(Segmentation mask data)
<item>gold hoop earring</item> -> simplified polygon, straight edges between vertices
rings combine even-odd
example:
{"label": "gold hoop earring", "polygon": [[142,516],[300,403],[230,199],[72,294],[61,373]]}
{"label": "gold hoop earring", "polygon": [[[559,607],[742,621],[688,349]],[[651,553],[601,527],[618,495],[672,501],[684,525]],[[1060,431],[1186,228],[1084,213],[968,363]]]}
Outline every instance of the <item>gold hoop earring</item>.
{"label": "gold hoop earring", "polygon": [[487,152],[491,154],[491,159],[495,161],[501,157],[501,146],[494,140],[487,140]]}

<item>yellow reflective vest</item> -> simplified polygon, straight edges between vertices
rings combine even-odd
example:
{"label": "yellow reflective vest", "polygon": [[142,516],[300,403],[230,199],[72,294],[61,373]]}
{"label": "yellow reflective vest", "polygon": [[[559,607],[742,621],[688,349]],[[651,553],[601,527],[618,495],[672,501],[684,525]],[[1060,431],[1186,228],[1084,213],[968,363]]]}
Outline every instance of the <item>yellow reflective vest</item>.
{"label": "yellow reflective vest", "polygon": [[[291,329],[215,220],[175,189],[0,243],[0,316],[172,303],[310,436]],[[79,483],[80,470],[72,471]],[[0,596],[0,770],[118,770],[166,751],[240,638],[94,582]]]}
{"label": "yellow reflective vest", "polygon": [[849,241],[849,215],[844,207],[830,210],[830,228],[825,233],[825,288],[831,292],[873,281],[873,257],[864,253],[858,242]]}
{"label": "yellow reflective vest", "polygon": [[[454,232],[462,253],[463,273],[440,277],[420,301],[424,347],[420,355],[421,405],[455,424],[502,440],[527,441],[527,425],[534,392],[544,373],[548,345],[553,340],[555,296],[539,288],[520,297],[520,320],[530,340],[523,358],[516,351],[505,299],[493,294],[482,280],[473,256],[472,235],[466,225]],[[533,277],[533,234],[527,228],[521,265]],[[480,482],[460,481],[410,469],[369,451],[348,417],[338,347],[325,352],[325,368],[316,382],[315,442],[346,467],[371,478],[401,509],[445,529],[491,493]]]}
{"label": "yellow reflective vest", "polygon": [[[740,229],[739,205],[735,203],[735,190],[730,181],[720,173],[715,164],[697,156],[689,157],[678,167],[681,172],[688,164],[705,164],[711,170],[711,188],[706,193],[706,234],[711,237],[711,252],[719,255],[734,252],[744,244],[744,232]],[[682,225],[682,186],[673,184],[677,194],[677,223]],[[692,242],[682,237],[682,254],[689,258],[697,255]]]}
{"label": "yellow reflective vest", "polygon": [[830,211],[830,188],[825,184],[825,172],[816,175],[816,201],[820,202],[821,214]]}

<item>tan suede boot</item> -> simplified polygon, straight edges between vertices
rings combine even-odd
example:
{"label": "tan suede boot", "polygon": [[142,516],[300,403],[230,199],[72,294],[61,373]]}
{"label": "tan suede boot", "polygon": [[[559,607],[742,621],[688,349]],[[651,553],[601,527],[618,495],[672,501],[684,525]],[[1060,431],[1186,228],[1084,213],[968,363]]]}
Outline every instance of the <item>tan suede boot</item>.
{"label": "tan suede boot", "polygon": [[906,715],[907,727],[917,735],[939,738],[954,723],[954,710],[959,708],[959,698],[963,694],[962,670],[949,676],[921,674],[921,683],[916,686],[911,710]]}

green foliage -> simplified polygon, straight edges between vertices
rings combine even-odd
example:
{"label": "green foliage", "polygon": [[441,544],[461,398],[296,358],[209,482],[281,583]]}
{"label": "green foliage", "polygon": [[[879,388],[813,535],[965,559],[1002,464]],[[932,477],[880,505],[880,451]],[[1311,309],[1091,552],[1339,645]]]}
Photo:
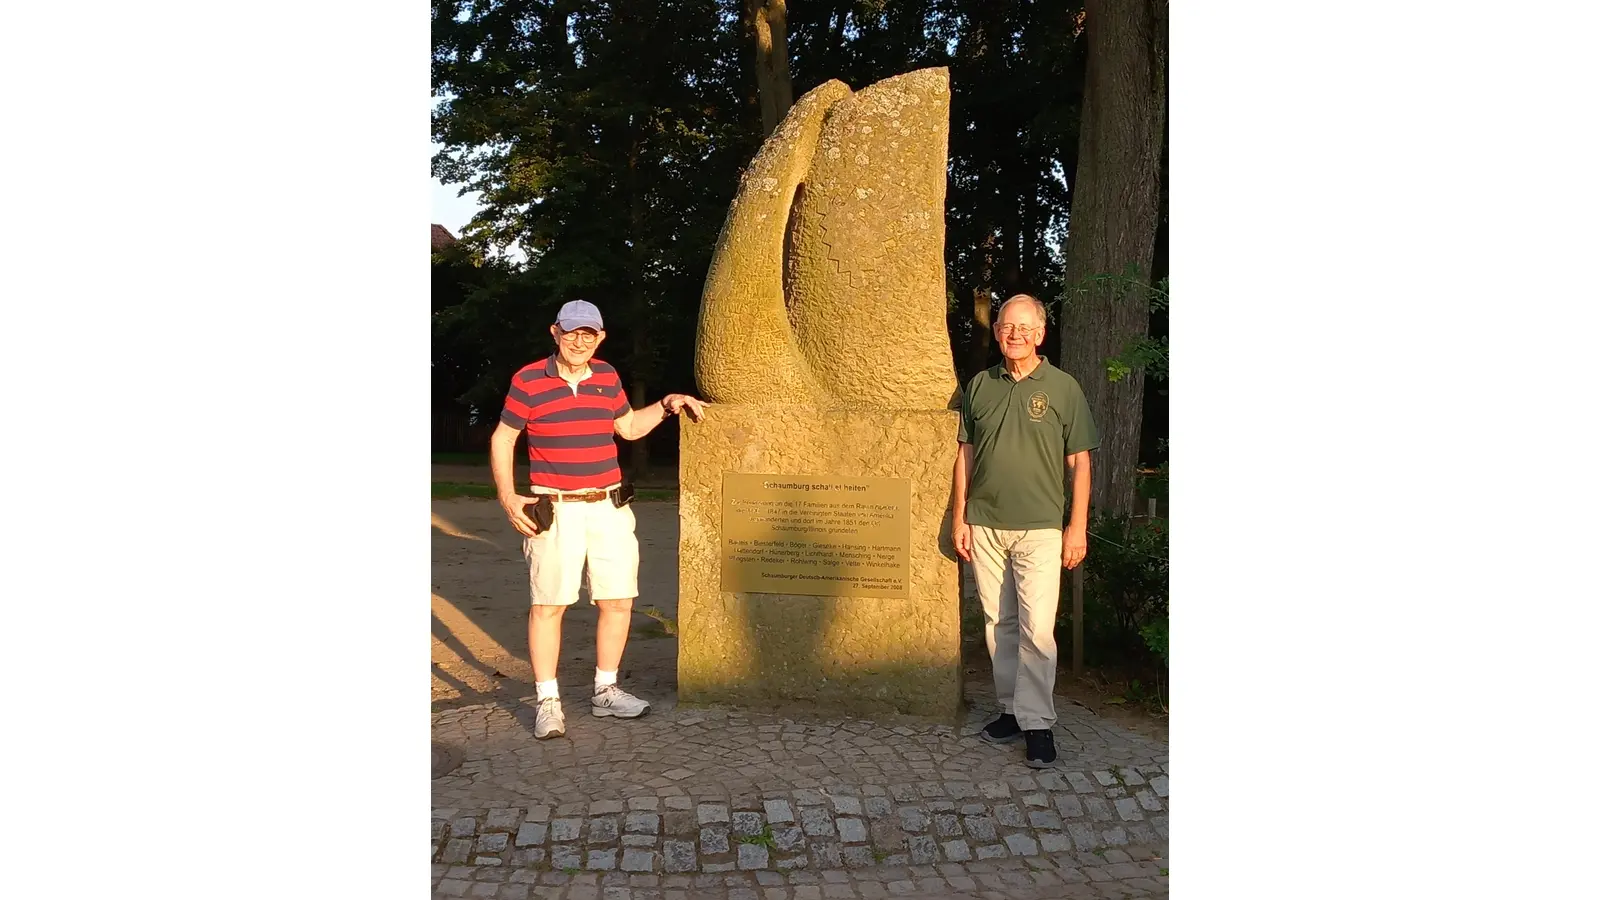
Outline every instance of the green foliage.
{"label": "green foliage", "polygon": [[[1095,516],[1084,561],[1084,659],[1159,671],[1166,666],[1167,526],[1164,519]],[[1057,628],[1071,633],[1072,599],[1062,579]]]}

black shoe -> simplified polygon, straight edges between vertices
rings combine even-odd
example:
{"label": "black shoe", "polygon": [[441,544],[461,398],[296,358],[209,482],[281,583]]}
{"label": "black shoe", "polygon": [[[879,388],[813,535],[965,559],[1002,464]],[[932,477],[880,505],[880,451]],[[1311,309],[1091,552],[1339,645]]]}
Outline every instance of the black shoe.
{"label": "black shoe", "polygon": [[978,737],[991,744],[1009,744],[1022,737],[1022,727],[1017,724],[1016,716],[1011,713],[1001,713],[1000,718],[983,726],[983,730],[978,732]]}
{"label": "black shoe", "polygon": [[1022,736],[1028,740],[1028,766],[1034,769],[1048,769],[1056,764],[1056,738],[1048,728],[1036,731],[1024,731]]}

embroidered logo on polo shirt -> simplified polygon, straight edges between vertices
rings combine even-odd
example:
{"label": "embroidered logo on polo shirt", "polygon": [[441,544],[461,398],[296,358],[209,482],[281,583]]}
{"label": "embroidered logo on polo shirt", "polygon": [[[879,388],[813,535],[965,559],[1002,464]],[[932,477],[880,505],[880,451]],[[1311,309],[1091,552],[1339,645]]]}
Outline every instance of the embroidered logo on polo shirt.
{"label": "embroidered logo on polo shirt", "polygon": [[1028,415],[1035,422],[1044,418],[1045,410],[1050,408],[1050,398],[1044,391],[1034,391],[1028,397]]}

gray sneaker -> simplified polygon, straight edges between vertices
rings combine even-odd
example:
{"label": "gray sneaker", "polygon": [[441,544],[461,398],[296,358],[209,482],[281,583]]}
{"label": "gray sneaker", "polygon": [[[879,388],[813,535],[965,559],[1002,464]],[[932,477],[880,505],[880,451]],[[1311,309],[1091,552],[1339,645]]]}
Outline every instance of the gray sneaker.
{"label": "gray sneaker", "polygon": [[614,684],[608,684],[589,700],[589,711],[597,716],[637,719],[650,711],[650,701],[640,700]]}
{"label": "gray sneaker", "polygon": [[538,712],[533,718],[533,736],[539,740],[561,737],[567,733],[567,717],[561,711],[561,700],[558,697],[546,697],[539,701]]}

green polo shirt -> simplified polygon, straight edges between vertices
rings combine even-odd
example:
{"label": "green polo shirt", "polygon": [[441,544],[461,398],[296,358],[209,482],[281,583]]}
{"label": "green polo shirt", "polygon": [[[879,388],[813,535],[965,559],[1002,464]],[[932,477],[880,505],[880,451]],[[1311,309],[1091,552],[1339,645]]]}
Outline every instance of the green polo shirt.
{"label": "green polo shirt", "polygon": [[967,522],[990,528],[1060,528],[1066,518],[1066,458],[1100,446],[1077,379],[1043,357],[1012,381],[1002,363],[961,392],[956,440],[973,446]]}

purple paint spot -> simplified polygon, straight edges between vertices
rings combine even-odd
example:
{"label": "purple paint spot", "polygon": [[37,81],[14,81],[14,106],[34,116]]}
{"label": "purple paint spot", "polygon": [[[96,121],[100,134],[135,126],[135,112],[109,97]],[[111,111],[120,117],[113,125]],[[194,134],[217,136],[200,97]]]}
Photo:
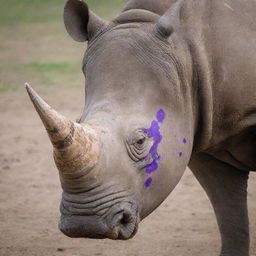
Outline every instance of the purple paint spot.
{"label": "purple paint spot", "polygon": [[142,161],[143,161],[143,162],[147,162],[147,161],[149,161],[150,159],[151,159],[150,156],[146,156]]}
{"label": "purple paint spot", "polygon": [[[187,143],[187,140],[184,138],[184,139],[182,140],[182,143],[183,143],[183,144],[186,144],[186,143]],[[182,157],[182,156],[183,156],[183,153],[180,152],[180,153],[179,153],[179,157]]]}
{"label": "purple paint spot", "polygon": [[160,156],[157,156],[156,158],[154,158],[153,161],[146,166],[146,172],[148,174],[151,174],[152,172],[157,170],[157,168],[158,168],[157,161],[160,161]]}
{"label": "purple paint spot", "polygon": [[147,178],[147,180],[145,181],[145,187],[148,188],[152,183],[152,178]]}
{"label": "purple paint spot", "polygon": [[159,109],[157,114],[156,114],[156,118],[157,118],[157,121],[159,123],[162,123],[165,119],[165,113],[164,113],[164,110],[163,109]]}
{"label": "purple paint spot", "polygon": [[[159,124],[162,123],[165,119],[165,112],[163,109],[158,110],[156,114],[156,120],[151,122],[151,125],[148,129],[144,129],[144,132],[147,133],[149,138],[153,138],[153,145],[149,150],[149,156],[146,159],[152,159],[152,162],[146,166],[147,174],[151,174],[152,172],[156,171],[158,168],[158,162],[160,161],[160,156],[158,155],[157,149],[159,143],[162,141],[162,135],[160,134],[160,126]],[[149,187],[152,182],[151,178],[148,178],[145,182],[145,186]],[[146,185],[148,184],[148,185]]]}
{"label": "purple paint spot", "polygon": [[149,138],[160,134],[159,131],[160,131],[160,126],[159,126],[158,122],[155,120],[151,122],[151,125],[148,129],[144,129],[144,132],[148,134]]}

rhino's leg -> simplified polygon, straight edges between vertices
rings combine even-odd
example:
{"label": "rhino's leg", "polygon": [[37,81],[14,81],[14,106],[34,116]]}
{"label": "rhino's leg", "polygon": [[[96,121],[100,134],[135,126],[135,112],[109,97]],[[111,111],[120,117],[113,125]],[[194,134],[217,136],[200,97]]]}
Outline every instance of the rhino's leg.
{"label": "rhino's leg", "polygon": [[248,173],[204,153],[193,156],[189,167],[213,205],[221,233],[221,256],[248,256]]}

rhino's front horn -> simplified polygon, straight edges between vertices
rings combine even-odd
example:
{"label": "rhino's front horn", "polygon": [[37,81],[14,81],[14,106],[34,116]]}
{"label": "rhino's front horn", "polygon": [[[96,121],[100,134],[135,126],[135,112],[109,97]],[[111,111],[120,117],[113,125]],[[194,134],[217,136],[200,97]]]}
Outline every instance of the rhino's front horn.
{"label": "rhino's front horn", "polygon": [[60,115],[29,84],[25,85],[53,144],[54,160],[60,171],[61,181],[69,183],[70,179],[83,176],[95,166],[99,158],[96,130]]}

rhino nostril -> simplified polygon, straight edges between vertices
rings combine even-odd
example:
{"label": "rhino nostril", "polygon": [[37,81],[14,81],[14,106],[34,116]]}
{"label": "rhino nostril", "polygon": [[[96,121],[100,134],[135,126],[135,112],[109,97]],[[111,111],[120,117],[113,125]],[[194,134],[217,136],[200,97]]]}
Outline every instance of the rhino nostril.
{"label": "rhino nostril", "polygon": [[112,219],[111,227],[113,230],[121,230],[132,222],[132,214],[129,211],[121,211],[117,213]]}
{"label": "rhino nostril", "polygon": [[130,223],[132,220],[132,217],[131,217],[131,213],[129,212],[123,212],[123,216],[120,220],[120,224],[122,225],[127,225],[128,223]]}
{"label": "rhino nostril", "polygon": [[137,211],[130,205],[113,207],[111,214],[107,215],[107,217],[109,238],[126,240],[136,234],[138,228]]}

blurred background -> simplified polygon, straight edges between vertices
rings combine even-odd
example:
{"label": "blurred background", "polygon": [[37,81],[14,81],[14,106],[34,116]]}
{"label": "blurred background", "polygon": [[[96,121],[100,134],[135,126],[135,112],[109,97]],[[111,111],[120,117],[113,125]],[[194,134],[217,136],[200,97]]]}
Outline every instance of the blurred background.
{"label": "blurred background", "polygon": [[[64,0],[0,0],[0,92],[23,90],[23,82],[77,87],[85,44],[72,41],[63,25]],[[89,0],[90,8],[113,18],[126,0]],[[63,87],[64,86],[64,87]]]}
{"label": "blurred background", "polygon": [[[87,1],[105,19],[125,2]],[[63,0],[0,0],[0,256],[216,256],[220,241],[213,210],[189,170],[132,240],[70,239],[58,230],[58,173],[24,82],[71,119],[82,113],[86,44],[67,35],[63,6]],[[255,197],[252,174],[251,255],[256,255]]]}

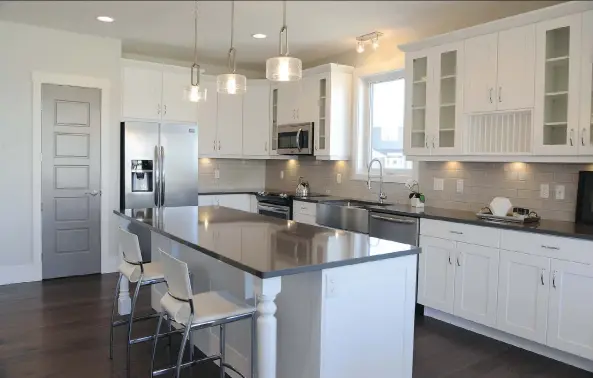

#### What to do:
Please output the lines of the records above from the one with "Outline every instance of the blurred" through the last, exactly as they appear and with both ends included; skip any pictures and add nothing.

#### Solution for this problem:
Outline every instance of the blurred background.
{"label": "blurred background", "polygon": [[[64,0],[0,0],[0,92],[23,90],[23,82],[77,87],[85,44],[72,41],[63,25]],[[89,0],[90,8],[113,18],[126,0]],[[63,87],[64,86],[64,87]]]}
{"label": "blurred background", "polygon": [[[87,1],[105,19],[125,2]],[[63,0],[0,0],[0,256],[216,256],[220,241],[213,210],[189,170],[132,240],[70,239],[58,230],[58,173],[24,82],[71,119],[82,113],[86,44],[67,35],[63,6]],[[255,197],[252,174],[251,255],[256,255]]]}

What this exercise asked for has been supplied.